(Aim) Retype all of the items below word for word, omitting any pictures.

(Data provided)
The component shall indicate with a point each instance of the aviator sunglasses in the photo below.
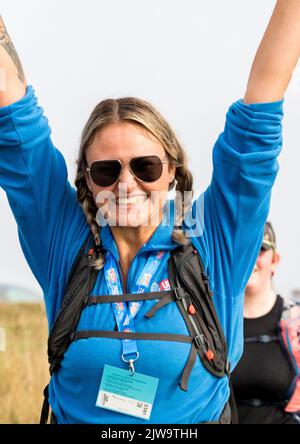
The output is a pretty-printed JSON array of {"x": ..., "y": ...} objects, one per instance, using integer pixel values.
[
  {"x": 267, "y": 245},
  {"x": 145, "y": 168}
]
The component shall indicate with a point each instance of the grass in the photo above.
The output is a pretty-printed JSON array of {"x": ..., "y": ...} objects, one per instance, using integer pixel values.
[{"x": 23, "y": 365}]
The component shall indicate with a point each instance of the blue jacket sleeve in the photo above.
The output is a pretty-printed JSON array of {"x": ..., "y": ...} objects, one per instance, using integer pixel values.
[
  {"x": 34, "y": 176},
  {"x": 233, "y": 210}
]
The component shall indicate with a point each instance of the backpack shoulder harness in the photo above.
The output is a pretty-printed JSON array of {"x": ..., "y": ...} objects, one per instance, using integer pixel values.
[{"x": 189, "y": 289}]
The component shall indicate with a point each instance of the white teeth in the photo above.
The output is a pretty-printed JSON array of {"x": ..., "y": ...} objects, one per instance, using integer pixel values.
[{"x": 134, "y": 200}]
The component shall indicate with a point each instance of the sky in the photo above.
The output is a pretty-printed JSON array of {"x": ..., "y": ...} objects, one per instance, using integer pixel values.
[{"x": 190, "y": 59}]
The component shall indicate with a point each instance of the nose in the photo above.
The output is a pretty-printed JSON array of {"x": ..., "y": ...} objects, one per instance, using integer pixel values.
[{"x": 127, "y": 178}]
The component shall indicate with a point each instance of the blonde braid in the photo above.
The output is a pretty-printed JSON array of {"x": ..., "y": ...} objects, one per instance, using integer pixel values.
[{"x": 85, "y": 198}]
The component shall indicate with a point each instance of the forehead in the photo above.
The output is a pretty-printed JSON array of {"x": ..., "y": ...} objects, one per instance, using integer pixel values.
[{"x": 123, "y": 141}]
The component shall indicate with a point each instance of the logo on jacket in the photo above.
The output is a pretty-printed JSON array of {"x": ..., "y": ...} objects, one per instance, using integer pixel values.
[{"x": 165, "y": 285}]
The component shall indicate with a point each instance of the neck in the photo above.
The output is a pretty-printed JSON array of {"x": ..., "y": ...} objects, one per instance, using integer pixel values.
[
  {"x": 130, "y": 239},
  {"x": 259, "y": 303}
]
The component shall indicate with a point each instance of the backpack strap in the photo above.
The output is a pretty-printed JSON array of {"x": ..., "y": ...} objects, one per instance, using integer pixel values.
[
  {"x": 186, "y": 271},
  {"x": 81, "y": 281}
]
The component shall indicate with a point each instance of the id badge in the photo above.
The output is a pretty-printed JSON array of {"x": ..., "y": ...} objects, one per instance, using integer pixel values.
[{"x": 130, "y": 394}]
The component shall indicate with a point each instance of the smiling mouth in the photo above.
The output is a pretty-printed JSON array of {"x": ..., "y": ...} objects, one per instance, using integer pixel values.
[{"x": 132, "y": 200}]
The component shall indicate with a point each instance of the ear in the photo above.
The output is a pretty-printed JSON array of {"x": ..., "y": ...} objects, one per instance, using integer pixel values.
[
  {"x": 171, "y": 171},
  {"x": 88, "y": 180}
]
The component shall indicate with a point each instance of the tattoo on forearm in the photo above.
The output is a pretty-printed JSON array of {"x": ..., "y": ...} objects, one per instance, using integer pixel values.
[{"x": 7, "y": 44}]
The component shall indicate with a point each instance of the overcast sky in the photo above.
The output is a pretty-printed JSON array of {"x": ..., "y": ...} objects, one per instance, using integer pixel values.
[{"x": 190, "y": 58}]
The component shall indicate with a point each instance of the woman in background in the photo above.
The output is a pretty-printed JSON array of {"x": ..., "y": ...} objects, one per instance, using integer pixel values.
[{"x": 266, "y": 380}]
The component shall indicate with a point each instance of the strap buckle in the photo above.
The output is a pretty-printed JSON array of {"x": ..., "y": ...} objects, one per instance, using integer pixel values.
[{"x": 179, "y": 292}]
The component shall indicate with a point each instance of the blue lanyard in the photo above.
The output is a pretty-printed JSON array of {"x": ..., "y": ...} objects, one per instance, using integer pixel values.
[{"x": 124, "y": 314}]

(In response)
The component shall indicate with a point each instance of the aviator sunglasses in the photo below.
The output is a pretty-printed JSON array of {"x": ..., "y": ...} objects, one per instance, using integer pixel values.
[
  {"x": 267, "y": 245},
  {"x": 145, "y": 168}
]
The component shall indicate with a point each instance of the grass in the photo above.
The output is a pretty-printed JSON array of {"x": ..., "y": ...} objects, one per instance, using integer pixel values.
[{"x": 23, "y": 365}]
The component shall indicate with a point each instance of the blue jacket sleeve in the photo above.
The output is a pretty-printed JSON array of {"x": ..., "y": ...} objects, one per instance, using integer pixel values.
[
  {"x": 34, "y": 176},
  {"x": 233, "y": 210}
]
The component shall indicate with a point each instance of the backpack shoulder harness in the photo above.
The output is a pretty-printed JSON array of {"x": ..., "y": ...} objects, one per instance, using integer pixel values.
[{"x": 189, "y": 289}]
The component shall indicate with a point each instance of the white teeth in the photo above.
The output is a pretty-printed JSON array of {"x": ..., "y": ...} objects, one per instance, using integer pixel values.
[{"x": 134, "y": 200}]
The component shall indicate with a point each instance of the sky in the photo above.
The output is a pretty-printed JSON array of {"x": ..., "y": ...} objects, one per instance, using integer pixel values.
[{"x": 190, "y": 59}]
The component shall indicate with a point each instance of the nose in the photo above.
The output is a pretty-printed JSON array of {"x": ..., "y": ...} objects, one per instance, using integer pixel values.
[{"x": 127, "y": 178}]
The component shall indicate with a point each instance of the blonde braid in the photo above.
The output is a pretty-printed JSON array of {"x": ..., "y": ...} objects, one per instance, using integer pixel values.
[{"x": 85, "y": 198}]
The component shall indicate with a point each instance of the forehead in the photo above.
The output is a pretty-printed JSON array of {"x": ..., "y": ...} objects, one per instance, using integer pixel values.
[{"x": 123, "y": 141}]
The component shall indicate with a point each instance of the logo on jacket in the photo above.
The output is a pretty-printed JSON array of {"x": ..., "y": ...} objects, one per instance, using integer pixel values.
[{"x": 165, "y": 285}]
The component shall indicate with a point each instance of the neck in the photo above.
The output is a pretty-printed JSON array of {"x": ..., "y": ...} objects, one per instance, using integer pixel values.
[
  {"x": 130, "y": 239},
  {"x": 259, "y": 303}
]
The component shall indicate with a point each instance of the backpack strap in the photo above.
The output is a pretty-printed JSON array of {"x": ..., "y": ...} objects, one per instance, using integer pixel values.
[
  {"x": 186, "y": 271},
  {"x": 81, "y": 281}
]
The component shall indicate with a point each instance of the id badge in the photo above.
The output is a pretty-printed JSON array of {"x": ..., "y": ...} objects, one per instance, using integer pixel values.
[{"x": 130, "y": 394}]
The component shall indicate with a point each instance of the smiling mouth in the photo above.
The output is a pretty-printed JSON array of {"x": ..., "y": ...} objects, one per instance, using integer pixel values.
[{"x": 132, "y": 200}]
The component shall indicate with a point each instance of the ear in the photo above.
The output is a pretty-printed JSON array of {"x": ..., "y": ...} objects, one per instance, using integer pixel values.
[
  {"x": 171, "y": 171},
  {"x": 88, "y": 180}
]
The component shall indicate with a point each instance of the tattoo on forearm in the photo above.
The output is a pretty-printed JSON array of {"x": ..., "y": ...} objects, one per instance, using integer pixel values.
[{"x": 7, "y": 44}]
The component shall indicate with a point each instance of the overcast sky in the photo above.
The output is a pretty-printed JSON array of {"x": ..., "y": ...} objects, one per instance, using integer pixel values.
[{"x": 190, "y": 58}]
The component shall indicate with a point each instance of the woman in background in the photo above.
The output is a pretty-printed JSON array of {"x": ..., "y": ...} objects, one per instance, using integer pixel values.
[{"x": 266, "y": 380}]
The component shall indicate with a point each instance of the strap buckle in the photo above.
The output is a pretty-printed JSON array of {"x": ..., "y": ...} objects, one per instance, using integer pixel values.
[{"x": 179, "y": 292}]
The component shall indicate with a point each instance of the blue lanyard in the photo above.
The output is a pretty-printed JSON array of {"x": ..., "y": ...} objects, one per instance, using integer pixel values.
[{"x": 124, "y": 314}]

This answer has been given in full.